Named region outline listing
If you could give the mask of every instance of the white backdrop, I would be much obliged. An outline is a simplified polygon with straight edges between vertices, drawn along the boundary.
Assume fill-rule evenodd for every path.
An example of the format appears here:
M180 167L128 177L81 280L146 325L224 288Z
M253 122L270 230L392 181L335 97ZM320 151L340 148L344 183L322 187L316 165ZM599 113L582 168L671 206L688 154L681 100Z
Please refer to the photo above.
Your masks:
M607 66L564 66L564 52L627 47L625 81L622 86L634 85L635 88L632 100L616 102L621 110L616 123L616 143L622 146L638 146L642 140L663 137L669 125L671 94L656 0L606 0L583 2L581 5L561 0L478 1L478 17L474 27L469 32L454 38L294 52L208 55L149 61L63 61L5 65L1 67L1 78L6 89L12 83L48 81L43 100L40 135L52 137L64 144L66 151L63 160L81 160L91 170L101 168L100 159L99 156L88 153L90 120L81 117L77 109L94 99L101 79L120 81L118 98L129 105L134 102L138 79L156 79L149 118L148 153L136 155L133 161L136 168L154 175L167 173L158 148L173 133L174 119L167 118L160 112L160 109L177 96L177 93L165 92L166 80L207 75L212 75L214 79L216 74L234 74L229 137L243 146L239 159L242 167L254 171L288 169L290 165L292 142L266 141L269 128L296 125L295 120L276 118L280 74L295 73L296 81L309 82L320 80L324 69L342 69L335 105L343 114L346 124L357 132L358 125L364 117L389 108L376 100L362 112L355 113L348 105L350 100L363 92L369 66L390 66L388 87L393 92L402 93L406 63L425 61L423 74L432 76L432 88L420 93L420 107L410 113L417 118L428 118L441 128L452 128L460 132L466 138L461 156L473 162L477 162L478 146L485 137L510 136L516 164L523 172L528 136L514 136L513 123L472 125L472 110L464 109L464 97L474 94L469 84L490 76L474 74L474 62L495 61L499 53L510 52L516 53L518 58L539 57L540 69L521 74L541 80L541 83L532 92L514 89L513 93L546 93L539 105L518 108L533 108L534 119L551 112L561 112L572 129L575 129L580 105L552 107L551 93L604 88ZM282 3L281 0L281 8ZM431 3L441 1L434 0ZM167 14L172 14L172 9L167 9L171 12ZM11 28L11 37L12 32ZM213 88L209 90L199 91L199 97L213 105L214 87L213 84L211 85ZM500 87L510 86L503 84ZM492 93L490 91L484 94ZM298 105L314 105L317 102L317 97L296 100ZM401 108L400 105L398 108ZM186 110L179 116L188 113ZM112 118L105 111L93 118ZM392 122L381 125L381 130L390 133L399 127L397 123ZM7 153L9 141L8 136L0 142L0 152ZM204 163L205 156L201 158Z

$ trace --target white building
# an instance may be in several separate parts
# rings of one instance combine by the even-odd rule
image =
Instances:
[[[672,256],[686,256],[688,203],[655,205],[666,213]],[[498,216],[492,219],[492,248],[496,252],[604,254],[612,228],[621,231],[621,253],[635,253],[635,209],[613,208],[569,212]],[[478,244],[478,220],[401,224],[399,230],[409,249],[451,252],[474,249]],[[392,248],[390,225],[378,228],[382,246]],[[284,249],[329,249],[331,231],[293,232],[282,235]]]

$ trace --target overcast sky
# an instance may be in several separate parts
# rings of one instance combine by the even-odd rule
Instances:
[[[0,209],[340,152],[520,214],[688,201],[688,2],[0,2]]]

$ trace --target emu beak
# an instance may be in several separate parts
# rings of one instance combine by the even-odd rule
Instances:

§ **EXERCISE AIM**
Recast every line of the listing above as a Markdown table with the columns "Row" and "Line", numbering the rows and leaving out blank lines.

§ **ANSWER FOR THE TASK**
| Row | Line |
|---|---|
| 1 | If you could give the mask of every instance of the white backdrop, I would be much obliged. An outline is a simplified polygon with straight edges between vertices, drawn along the boundary. |
| 2 | Assume fill-rule evenodd for every path. |
| 3 | An example of the format appears here: |
| 4 | M180 167L128 177L81 280L146 325L224 288Z |
| 5 | M253 122L270 230L392 181L335 97ZM320 151L340 148L344 183L322 187L316 165ZM599 113L582 168L671 206L688 154L681 100Z |
| 6 | Please refer to the photo above. |
| 7 | Your masks: |
| 8 | M607 66L564 66L564 52L627 47L625 81L622 86L634 85L635 88L632 100L616 102L621 110L616 123L616 143L622 146L638 146L642 140L663 137L669 125L671 94L656 0L606 0L583 2L581 5L561 0L478 1L478 17L474 27L469 32L454 38L294 52L208 55L149 61L63 61L5 65L1 67L1 78L6 89L12 83L48 81L43 100L40 135L52 137L64 144L66 151L63 160L81 160L91 170L101 168L100 159L99 156L88 153L90 120L81 117L77 109L94 99L101 79L120 81L118 98L129 105L134 102L138 79L156 79L149 118L148 153L136 155L133 161L136 168L154 175L167 173L158 148L173 133L174 119L167 118L160 112L160 109L177 96L177 93L165 92L166 80L207 75L212 75L214 79L216 74L234 74L229 137L243 146L239 159L242 167L254 171L288 169L290 165L292 142L266 141L269 128L296 125L295 120L276 118L280 74L295 73L296 81L309 82L320 80L324 69L342 69L335 105L343 114L346 124L357 132L358 125L364 117L389 108L376 100L362 112L355 113L348 105L350 100L363 92L369 66L390 66L388 87L393 92L402 93L406 63L425 61L423 74L432 76L432 88L420 93L420 107L410 113L417 118L428 118L441 128L452 128L460 132L466 138L461 156L473 162L477 162L478 146L485 137L510 136L516 164L523 172L528 136L514 136L513 123L472 125L472 110L464 109L464 97L474 94L469 84L490 76L474 74L474 62L495 61L499 53L510 52L516 53L518 58L539 57L540 69L521 74L541 80L541 83L532 92L514 89L513 93L546 93L539 105L518 108L533 108L534 119L551 112L561 112L572 129L575 129L580 105L552 107L551 93L604 88ZM282 3L281 0L281 8ZM431 3L441 1L434 0ZM167 14L172 14L172 9L167 9L171 12ZM11 28L11 37L12 32ZM213 88L209 90L199 91L199 97L213 105L214 87L213 84L211 85ZM500 87L510 86L503 84ZM492 93L490 91L484 94ZM298 105L314 105L317 102L317 97L296 100ZM401 108L400 105L398 108ZM186 110L179 116L188 113ZM112 118L105 111L93 118ZM392 122L381 125L381 130L390 133L399 127L397 123ZM7 153L9 141L8 136L0 142L0 152ZM204 163L205 156L201 158Z |
| 9 | $ trace --target white building |
| 10 | # an instance may be in several separate parts |
| 11 | # rings of one instance combine by the even-odd rule |
| 12 | image = |
| 13 | Instances: |
| 14 | [[[672,256],[686,256],[688,203],[655,205],[666,213]],[[498,216],[492,219],[492,248],[496,252],[604,254],[612,228],[621,231],[621,253],[635,253],[635,209],[613,208],[569,212]],[[478,244],[478,220],[401,224],[399,230],[409,249],[451,252],[474,249]],[[392,248],[390,225],[378,228],[382,246]],[[284,249],[329,249],[331,231],[293,232],[282,235]]] |
| 15 | $ trace --target overcast sky |
| 16 | # an instance may be in several separate parts |
| 17 | # rings of one instance combine by the even-odd rule |
| 18 | Instances: |
| 19 | [[[0,209],[340,152],[520,214],[688,201],[688,2],[0,2]]] |
| 20 | $ trace --target emu beak |
| 21 | # an instance may be in several separate parts |
| 22 | # rings of one instance combine by the even-odd rule |
| 23 | Instances: |